◆ **Request**:
In the material below, repeat only the lines from the one that holds "transparent riot shield." through the final line, exactly as they stand.

◆ **Data to process**:
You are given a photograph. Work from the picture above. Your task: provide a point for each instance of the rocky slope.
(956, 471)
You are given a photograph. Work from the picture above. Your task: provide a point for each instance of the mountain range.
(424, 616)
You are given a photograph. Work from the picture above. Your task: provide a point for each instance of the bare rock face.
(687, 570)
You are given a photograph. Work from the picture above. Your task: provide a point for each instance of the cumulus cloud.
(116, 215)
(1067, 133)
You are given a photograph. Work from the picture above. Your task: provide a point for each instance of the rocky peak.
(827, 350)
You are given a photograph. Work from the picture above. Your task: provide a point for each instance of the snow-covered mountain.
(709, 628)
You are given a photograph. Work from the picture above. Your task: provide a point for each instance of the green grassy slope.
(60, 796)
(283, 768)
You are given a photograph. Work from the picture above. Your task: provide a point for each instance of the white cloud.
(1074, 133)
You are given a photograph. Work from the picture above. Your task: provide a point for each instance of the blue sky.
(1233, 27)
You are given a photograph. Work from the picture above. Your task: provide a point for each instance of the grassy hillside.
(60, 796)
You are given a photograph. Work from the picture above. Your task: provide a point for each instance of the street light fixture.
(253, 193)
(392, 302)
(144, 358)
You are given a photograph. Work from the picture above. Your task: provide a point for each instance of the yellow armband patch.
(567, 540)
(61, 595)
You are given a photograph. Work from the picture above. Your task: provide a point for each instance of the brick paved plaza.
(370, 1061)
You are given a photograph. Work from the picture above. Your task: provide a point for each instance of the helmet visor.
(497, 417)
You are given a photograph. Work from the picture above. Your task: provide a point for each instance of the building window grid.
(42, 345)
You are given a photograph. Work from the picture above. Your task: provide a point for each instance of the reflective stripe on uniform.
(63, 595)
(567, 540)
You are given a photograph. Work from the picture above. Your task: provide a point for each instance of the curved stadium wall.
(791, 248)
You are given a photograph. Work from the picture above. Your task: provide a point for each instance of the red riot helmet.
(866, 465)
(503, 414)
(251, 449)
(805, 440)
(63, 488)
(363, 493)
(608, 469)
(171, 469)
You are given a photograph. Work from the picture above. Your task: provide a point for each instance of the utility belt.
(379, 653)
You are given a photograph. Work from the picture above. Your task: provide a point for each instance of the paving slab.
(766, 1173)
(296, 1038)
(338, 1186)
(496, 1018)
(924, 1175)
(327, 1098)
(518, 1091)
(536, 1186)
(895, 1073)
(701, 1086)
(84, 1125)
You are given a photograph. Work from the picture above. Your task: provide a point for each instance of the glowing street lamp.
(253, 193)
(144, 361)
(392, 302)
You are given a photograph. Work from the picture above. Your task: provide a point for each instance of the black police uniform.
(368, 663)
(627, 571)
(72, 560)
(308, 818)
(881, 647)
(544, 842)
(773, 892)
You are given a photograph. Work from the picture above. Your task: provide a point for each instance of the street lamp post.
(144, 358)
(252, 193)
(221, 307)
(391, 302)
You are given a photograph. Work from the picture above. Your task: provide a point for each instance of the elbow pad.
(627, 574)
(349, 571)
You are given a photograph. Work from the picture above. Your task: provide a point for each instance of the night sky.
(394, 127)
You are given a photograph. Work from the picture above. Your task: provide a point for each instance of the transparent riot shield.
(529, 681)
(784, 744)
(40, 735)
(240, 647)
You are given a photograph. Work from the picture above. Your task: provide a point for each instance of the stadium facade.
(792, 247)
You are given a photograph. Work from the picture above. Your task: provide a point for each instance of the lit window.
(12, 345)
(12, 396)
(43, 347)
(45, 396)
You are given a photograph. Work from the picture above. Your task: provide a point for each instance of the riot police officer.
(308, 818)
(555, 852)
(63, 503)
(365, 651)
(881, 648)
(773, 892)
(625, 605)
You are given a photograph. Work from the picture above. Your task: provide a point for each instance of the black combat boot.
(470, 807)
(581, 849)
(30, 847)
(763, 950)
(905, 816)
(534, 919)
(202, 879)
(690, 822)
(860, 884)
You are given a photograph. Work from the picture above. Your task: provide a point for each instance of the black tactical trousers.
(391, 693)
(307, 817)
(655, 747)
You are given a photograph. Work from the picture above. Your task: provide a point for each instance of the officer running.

◆ **Task result**:
You are given a photograph. Work from the picture above. Your task: provide a point for each instance of the transparent riot shield.
(529, 681)
(784, 744)
(40, 735)
(240, 647)
You are given a photograph. Work from the picture above. Your task: provide a point for each instance of the stadium facade.
(792, 247)
You are given a photograph. Work from the picture above. Your task: provide a point for each instance of the lit window.
(12, 345)
(12, 396)
(43, 347)
(45, 396)
You are given a photograph. Work from the picture above. Your task: provide a point for each instance of the riot police officer.
(308, 818)
(555, 852)
(63, 503)
(365, 651)
(881, 648)
(773, 892)
(625, 605)
You are given a photograph. Work from the picture above. Your task: provide a point for each instance of the black combat boot.
(470, 807)
(581, 849)
(30, 847)
(763, 950)
(905, 816)
(534, 919)
(202, 879)
(690, 822)
(860, 884)
You are given a photograph. Work from the picture above. Your task: provide a point for each instance of the black tactical trousers.
(391, 693)
(307, 817)
(655, 747)
You are given a photograph. Work from the picture above. Your task: provide a point for each instance of the officer running.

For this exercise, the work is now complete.